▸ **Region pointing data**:
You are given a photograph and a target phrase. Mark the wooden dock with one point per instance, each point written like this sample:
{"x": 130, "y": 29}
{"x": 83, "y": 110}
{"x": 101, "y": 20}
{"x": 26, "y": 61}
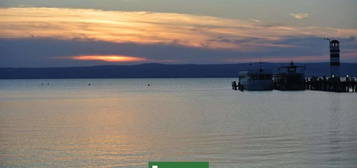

▸ **Task to complete**:
Every line above is to be given again exactly, apart from the pictures.

▸ **Result for this task**:
You are given a photograph and a target phrase. Mark the wooden dock with one point per instance, each point written like this sample:
{"x": 130, "y": 29}
{"x": 83, "y": 110}
{"x": 101, "y": 20}
{"x": 26, "y": 61}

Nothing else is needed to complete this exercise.